## Document passage:
───

What are some other side effects of this drug?

All drugs may cause side effects. However, many people have no side effects or only have minor side effects. Call your doctor or get medical help if any of these side effects or any other side effects bother you or do not go away:

Long-acting injection:

  • Heartburn.

All other products:

  • Hard stools (constipation).

All products:

  • Headache.
  • Feeling tired or weak.
  • Loose stools (diarrhea).
  • Dizziness.
  • Not able to sleep.
These are not all of the side effects that may occur. If you have questions about side effects, call your doctor. Call your doctor for medical advice about side effects.
You may report side effects to your national health agency.

How is this drug best taken?

Use this drug as ordered by your doctor. Read all information given to you. Follow all instructions closely.

All oral products:

  • Take with or without food.

───

## Excerpted data:
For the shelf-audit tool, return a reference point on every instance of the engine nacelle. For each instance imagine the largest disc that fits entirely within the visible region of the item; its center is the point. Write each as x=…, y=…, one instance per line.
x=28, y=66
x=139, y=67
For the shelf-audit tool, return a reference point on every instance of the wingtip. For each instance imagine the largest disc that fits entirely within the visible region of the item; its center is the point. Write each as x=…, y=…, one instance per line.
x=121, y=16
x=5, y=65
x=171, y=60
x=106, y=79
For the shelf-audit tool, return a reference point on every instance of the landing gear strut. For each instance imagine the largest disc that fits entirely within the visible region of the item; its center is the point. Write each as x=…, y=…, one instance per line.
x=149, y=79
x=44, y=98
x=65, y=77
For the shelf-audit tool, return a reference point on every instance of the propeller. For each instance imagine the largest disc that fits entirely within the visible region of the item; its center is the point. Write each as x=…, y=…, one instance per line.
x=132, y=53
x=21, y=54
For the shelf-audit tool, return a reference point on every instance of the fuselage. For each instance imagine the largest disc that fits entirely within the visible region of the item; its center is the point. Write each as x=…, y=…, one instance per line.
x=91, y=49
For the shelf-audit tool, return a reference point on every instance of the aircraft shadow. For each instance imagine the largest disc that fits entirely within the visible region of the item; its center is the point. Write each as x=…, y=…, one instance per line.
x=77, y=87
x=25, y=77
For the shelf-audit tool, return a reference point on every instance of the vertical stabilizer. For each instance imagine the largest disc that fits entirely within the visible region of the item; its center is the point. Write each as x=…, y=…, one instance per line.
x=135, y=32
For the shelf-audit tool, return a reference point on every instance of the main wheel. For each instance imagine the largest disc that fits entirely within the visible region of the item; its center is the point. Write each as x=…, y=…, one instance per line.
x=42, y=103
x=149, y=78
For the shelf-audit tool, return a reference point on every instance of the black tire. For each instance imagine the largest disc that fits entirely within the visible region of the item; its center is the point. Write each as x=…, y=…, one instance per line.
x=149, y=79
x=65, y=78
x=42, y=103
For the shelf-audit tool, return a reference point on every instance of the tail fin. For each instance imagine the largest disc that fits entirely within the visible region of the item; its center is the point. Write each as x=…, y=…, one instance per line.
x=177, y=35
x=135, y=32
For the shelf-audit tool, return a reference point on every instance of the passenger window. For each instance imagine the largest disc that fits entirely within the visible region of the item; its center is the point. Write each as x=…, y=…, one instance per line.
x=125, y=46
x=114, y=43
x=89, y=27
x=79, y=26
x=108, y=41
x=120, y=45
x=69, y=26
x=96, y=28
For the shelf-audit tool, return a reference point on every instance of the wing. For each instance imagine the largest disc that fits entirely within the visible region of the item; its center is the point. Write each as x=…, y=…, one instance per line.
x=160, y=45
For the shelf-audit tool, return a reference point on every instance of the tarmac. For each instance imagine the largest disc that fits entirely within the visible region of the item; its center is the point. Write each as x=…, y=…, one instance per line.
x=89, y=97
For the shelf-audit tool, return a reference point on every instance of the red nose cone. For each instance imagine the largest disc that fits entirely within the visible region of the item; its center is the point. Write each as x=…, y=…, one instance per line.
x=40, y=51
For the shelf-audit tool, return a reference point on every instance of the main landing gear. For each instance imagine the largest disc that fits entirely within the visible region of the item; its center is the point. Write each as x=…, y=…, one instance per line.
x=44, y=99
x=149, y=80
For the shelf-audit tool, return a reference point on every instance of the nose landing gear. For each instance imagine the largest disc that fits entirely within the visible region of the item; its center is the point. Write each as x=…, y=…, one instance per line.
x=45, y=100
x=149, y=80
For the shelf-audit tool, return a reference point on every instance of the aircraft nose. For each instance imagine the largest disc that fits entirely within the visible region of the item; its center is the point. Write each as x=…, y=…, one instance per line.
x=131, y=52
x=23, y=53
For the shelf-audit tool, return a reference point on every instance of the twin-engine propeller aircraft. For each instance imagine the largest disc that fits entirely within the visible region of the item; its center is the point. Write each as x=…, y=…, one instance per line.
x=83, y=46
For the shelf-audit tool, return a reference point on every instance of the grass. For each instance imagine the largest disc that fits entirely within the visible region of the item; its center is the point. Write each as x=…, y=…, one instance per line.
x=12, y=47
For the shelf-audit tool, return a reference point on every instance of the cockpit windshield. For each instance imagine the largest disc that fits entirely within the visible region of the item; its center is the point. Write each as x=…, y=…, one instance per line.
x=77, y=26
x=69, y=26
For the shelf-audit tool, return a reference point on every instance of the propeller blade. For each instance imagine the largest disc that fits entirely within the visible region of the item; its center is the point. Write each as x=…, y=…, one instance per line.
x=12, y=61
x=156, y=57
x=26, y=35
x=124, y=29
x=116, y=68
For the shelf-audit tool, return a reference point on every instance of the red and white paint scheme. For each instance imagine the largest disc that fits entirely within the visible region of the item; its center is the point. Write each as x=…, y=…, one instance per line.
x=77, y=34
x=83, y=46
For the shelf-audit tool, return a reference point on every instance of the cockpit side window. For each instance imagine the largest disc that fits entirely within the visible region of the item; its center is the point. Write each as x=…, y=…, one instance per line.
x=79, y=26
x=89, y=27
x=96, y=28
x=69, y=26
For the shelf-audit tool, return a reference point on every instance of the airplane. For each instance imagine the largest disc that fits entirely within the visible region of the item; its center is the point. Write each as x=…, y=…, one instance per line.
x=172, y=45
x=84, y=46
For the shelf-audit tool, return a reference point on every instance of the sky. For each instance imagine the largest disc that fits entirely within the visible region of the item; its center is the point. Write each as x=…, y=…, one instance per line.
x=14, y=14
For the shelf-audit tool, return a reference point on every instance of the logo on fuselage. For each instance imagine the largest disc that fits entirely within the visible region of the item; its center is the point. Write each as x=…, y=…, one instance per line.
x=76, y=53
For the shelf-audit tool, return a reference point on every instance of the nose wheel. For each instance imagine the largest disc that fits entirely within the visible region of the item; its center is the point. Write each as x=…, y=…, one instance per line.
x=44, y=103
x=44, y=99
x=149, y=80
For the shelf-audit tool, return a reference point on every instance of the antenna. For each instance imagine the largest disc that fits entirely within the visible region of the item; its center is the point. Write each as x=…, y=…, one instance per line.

───

## Check your understanding:
1) Repeat the drug information text word for word, starting at "All drugs may" and ending at "Hard stools (constipation).".
2) Continue the drug information text from its final line.

## Responses to the tasks:
1)
All drugs may cause side effects. However, many people have no side effects or only have minor side effects. Call your doctor or get medical help if any of these side effects or any other side effects bother you or do not go away:

Long-acting injection:

  • Heartburn.

All other products:

  • Hard stools (constipation).

2)
Liquid (solution):

  • Measure liquid doses carefully. Use the measuring device that comes with this drug. If there is none, ask the pharmacist for a device to measure this drug.

Skin patch:

  • Wash your hands before and after use.
  • Put on clean, dry, healthy skin on the upper arm.
  • Do not put on irritated skin.
  • Do not put on skin where you have just used creams, oils, lotions, powder, or other skin products. The patch may not stick as well.
  • Do not use patches that are cut or do not look right.
  • If the patch loosens, put tape ONLY on the edges of the patch to hold it in place.
  • You may bathe or shower while wearing the patch. Do not swim, use a hot tub, or sauna while wearing the patch.
  • After you take off a skin patch, be sure to fold the sticky sides of the patch to each other.

Long-acting injection:

  • It is given as a shot into the fatty part of the skin.
  • Do not use this drug more often than 1 time every 7 days.

Short-acting injection:

  • It is given as a shot into a vein.

What do I do if I miss a dose?

  • Call your doctor to find out what to do.

How do I store and/or throw out this drug?

All oral products and skin patch:

  • Store at room temperature.
  • Store in a dry place. Do not store in a bathroom.

All oral products:

  • Protect from light.

Skin patch:

  • Store patches in pouch until ready for use.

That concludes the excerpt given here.